Source excerpt:
— begin —

Hampel et al. (1981) have introduced a rho function which minimizes the asymptotic variance of the regression M-estimate, subject to a bound on the supremum of the Change of Variance Curve of the estimate. This leads to the Hyperbolic Tangent $\rho$ function, which, for suitable constants $c$, $k$, $A$, $B$ and $d$, is defined as $$HYPrho(u) = \left\{ \begin{array}{cc} u^2/2 & |u| \leq d, \\ d^2/2 -2 \frac{A}{B} \log \left\{ \cosh \left[ 0.5 \sqrt{ \frac{(k - 1) B^2}{A} } (c - |u|) \right] \right\} & \\ +2 \frac{A}{B}\log \left\{ \cosh \left[ 0.5\sqrt{\frac{(k - 1) B^2}{A}}(c -d)\right] \right\} & \\ & d \leq |u| < c, \\ d^2/2 +2 \frac{A}{B} \log \left\{ \cosh \left[ 0.5 \sqrt{ \frac{(k - 1) B^2}{A} }(c -d) \right] \right\} & |u| \geq c. \\ \end{array} \right.$$ where $0 < d < c$ is such that $$d = \sqrt{[A(k-1)]}\tanh [\frac{1}{2}\sqrt{\frac{(k-1)B^2}{A}}(c - d)],$$

$A$ and $B$ satisfy suitable conditions, and $k$ is related to the bound in the Change of Variance Curve.

More precisely, it is necessary to have $0 < A < B < 2 *normcdf(c)-1- 2*c*normpdf(c) <1$

— end —

(Records excerpted from a collection)

— begin —

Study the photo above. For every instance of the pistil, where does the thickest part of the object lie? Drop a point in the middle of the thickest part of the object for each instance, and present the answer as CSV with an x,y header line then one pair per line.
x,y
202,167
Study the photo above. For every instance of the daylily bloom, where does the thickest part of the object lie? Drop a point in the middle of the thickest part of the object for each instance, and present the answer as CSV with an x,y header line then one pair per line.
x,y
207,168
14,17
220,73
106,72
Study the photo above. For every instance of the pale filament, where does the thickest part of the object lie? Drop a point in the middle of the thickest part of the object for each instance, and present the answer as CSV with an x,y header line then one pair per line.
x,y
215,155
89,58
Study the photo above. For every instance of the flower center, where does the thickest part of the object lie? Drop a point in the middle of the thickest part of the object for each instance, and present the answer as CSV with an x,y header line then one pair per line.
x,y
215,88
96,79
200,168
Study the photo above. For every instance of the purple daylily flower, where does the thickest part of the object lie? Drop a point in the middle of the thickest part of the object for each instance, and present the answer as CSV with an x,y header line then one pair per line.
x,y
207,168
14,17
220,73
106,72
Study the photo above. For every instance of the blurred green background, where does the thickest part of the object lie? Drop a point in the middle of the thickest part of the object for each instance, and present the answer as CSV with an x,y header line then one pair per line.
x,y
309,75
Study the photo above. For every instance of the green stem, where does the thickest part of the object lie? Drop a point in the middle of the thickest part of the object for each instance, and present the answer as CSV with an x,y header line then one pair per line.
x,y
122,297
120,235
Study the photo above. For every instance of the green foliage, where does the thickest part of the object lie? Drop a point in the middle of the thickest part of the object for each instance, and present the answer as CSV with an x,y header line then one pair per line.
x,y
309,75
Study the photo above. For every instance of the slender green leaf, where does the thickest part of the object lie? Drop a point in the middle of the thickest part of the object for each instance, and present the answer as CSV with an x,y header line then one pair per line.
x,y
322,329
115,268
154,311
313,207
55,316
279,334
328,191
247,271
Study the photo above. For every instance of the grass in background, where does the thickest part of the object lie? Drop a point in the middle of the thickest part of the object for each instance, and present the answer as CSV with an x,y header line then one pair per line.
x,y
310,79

— end —

Given request A:
Answer these questions using the passage on the hyperbolic tangent rho function:
(i) What quantity does the rho function introduced by Hampel et al. (1981) minimize?
(ii) To what is the constant $k$ related?
(iii) What is the value of $HYPrho(u)$ when $|u| \leq d$?
Given request B: Extract every line of the records that contains the word "background".
The text and the records have no connection to each other.

Full solution A:
(i) The asymptotic variance of the regression M-estimate.
(ii) The bound in the Change of Variance Curve.
(iii) $u^2/2$.

Full solution B:
Study the photo above. For every instance of the blurred green background, where does the thickest part of the object lie? Drop a point in the middle of the thickest part of the object for each instance, and present the answer as CSV with an x,y header line then one pair per line.
Study the photo above. For every instance of the grass in background, where does the thickest part of the object lie? Drop a point in the middle of the thickest part of the object for each instance, and present the answer as CSV with an x,y header line then one pair per line.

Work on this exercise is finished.